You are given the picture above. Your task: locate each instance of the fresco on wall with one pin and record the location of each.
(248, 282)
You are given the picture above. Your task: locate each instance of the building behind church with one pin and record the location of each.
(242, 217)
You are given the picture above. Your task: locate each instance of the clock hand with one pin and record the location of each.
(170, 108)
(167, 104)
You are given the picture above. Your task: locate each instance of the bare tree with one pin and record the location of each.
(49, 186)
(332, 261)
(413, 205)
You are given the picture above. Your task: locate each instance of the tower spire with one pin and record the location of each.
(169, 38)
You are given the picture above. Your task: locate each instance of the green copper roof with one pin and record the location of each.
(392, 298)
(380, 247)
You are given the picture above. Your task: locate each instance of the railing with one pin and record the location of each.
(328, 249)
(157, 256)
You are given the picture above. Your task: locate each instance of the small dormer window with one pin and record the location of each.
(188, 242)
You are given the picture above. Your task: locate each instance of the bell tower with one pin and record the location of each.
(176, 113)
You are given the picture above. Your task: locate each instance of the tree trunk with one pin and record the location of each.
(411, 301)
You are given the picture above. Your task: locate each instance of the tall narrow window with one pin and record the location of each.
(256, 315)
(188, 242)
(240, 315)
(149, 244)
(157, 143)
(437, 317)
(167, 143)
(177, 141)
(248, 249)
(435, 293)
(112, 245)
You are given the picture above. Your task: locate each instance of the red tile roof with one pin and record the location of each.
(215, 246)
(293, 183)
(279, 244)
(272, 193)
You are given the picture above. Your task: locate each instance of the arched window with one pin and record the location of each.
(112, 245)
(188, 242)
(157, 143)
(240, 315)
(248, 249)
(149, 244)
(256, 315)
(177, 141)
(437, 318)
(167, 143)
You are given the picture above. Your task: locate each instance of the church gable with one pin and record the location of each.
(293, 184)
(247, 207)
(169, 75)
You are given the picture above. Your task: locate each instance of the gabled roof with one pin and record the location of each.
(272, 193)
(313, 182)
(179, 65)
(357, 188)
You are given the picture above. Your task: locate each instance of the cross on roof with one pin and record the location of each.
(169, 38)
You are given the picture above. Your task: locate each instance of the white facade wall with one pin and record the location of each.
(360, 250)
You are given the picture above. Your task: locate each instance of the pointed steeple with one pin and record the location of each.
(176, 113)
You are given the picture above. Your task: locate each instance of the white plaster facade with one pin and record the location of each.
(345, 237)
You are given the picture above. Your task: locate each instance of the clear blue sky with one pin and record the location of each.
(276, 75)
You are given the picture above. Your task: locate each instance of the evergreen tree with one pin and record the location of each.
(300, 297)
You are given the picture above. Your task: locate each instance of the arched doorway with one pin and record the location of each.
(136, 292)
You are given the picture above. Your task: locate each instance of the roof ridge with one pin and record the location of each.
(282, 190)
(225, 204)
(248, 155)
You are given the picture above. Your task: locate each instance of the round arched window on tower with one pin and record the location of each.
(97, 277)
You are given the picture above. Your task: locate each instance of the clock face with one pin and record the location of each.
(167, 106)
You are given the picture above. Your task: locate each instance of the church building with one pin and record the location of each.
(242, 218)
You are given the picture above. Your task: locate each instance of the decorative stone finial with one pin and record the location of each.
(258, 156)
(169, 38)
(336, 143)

________________________________________

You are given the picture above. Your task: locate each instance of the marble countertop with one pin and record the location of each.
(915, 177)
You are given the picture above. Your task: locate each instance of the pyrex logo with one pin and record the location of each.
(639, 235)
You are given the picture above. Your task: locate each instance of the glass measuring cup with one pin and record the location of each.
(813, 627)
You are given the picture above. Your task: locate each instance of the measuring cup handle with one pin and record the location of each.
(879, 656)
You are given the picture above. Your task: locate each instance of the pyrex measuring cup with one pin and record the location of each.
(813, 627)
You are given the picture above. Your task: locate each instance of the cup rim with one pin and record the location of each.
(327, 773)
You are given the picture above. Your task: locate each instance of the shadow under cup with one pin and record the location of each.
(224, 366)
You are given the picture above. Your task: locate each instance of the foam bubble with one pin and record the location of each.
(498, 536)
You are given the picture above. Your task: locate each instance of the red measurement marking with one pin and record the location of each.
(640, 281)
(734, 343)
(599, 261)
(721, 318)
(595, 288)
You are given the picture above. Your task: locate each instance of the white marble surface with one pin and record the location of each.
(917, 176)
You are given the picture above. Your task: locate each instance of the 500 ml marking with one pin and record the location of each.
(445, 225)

________________________________________

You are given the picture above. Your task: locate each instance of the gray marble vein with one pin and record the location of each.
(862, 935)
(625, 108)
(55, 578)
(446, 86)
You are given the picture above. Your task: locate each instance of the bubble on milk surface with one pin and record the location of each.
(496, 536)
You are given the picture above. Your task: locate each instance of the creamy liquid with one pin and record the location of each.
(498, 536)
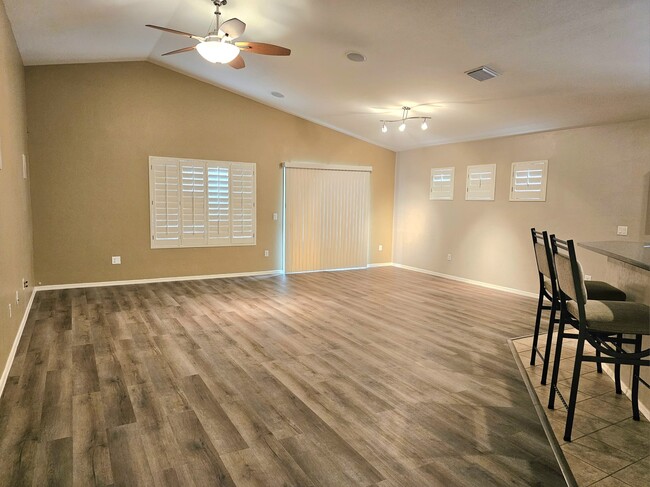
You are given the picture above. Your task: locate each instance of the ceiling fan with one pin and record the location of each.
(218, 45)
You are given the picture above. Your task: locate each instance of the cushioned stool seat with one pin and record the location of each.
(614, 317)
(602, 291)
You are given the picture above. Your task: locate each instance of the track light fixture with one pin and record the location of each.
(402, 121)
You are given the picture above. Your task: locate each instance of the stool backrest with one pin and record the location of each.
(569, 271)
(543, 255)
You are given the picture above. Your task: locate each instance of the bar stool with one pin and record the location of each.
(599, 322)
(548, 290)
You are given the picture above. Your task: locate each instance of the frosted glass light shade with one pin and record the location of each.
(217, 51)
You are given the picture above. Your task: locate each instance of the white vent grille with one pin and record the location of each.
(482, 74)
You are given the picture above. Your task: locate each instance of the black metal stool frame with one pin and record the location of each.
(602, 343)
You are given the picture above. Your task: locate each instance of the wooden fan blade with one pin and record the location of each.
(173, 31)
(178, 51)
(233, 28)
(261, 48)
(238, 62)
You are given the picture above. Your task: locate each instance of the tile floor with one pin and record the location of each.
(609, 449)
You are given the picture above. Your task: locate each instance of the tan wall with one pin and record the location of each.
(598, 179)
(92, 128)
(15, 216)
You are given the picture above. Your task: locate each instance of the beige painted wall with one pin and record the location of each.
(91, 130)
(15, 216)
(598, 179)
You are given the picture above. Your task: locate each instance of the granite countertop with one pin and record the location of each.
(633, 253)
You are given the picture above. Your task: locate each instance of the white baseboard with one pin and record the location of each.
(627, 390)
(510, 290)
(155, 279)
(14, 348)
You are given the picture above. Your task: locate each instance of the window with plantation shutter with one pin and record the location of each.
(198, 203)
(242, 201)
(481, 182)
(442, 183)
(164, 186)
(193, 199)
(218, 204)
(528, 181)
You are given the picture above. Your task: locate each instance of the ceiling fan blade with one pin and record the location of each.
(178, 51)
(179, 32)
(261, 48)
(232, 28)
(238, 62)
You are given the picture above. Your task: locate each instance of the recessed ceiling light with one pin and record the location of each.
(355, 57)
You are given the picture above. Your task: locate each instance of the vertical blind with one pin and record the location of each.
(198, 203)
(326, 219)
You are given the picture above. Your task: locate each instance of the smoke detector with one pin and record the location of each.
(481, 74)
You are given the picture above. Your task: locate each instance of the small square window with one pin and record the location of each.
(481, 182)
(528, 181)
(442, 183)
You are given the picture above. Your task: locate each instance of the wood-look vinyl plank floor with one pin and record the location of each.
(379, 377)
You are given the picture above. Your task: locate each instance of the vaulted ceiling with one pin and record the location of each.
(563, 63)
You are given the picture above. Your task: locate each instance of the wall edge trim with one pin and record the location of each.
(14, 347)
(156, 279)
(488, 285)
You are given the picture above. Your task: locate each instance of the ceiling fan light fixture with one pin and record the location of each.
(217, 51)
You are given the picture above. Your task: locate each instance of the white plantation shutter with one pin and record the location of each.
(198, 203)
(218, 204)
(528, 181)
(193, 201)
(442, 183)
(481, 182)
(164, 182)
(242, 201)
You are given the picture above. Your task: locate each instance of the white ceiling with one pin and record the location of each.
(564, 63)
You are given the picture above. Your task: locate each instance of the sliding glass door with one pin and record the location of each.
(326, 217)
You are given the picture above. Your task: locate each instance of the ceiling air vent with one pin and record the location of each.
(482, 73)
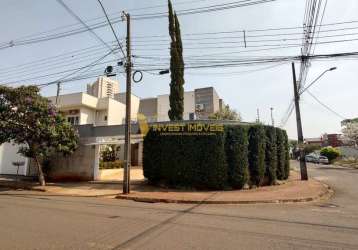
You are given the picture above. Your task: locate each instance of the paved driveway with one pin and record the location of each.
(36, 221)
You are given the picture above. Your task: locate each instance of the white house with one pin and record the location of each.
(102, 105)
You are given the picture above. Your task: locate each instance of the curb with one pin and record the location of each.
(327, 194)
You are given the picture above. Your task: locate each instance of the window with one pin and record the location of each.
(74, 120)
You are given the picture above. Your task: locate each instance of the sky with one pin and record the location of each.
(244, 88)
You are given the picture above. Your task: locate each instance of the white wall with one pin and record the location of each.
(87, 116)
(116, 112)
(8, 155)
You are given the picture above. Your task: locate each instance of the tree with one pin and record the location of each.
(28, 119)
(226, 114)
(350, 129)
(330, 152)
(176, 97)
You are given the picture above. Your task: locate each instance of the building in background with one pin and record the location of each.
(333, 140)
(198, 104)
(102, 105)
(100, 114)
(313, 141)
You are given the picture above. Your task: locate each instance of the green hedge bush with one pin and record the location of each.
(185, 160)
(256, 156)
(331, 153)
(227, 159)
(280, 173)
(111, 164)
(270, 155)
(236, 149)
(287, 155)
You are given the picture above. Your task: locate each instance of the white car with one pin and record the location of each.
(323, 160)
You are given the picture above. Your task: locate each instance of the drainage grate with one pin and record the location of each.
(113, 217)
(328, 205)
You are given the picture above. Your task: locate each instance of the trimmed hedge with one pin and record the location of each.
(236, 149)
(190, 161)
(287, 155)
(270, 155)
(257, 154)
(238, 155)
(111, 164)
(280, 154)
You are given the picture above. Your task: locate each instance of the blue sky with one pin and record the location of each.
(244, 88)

________________________________________

Task description:
Gather every line above that contains the string "tile" and copy each one out. Case counts.

Task result:
You are given the picture above. Your task: locate each instance of the red tile roof with one pin and record the location of each.
You are given the picture above. Your task: locate each instance of the tile floor with one pin and record the location of each.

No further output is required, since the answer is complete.